● **Exercise prompt**
Pick out each line of the data below that contains the word "photo" and copy those lines.

● **Raw data**

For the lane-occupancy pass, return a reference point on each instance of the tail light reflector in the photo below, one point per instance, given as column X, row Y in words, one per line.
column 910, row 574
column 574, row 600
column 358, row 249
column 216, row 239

* * *

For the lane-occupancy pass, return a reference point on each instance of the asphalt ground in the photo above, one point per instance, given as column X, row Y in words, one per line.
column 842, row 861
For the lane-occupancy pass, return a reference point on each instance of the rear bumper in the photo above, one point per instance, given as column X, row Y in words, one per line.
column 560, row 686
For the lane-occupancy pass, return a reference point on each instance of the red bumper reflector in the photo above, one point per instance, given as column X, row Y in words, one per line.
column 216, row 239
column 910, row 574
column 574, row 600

● **Task answer**
For the lane-occupancy pass, return a reference point on each instance of the tail light reflector in the photo below, one point per instance, given as column X, row Y in words, one per line.
For the lane-occupancy pass, return a reference point on each instance of the asphalt ground in the photo above, one point per instance, given as column X, row Y in words, one per line.
For the lane-occupancy pass, return a reference point on each instance of the rear bumper in the photo above, one point per instance, given as column X, row Y in words, one per line.
For the lane-occupancy pass, return a reference point on each instance of the red bumper reflector in the photo above, one point per instance, given as column X, row Y in words, one per line.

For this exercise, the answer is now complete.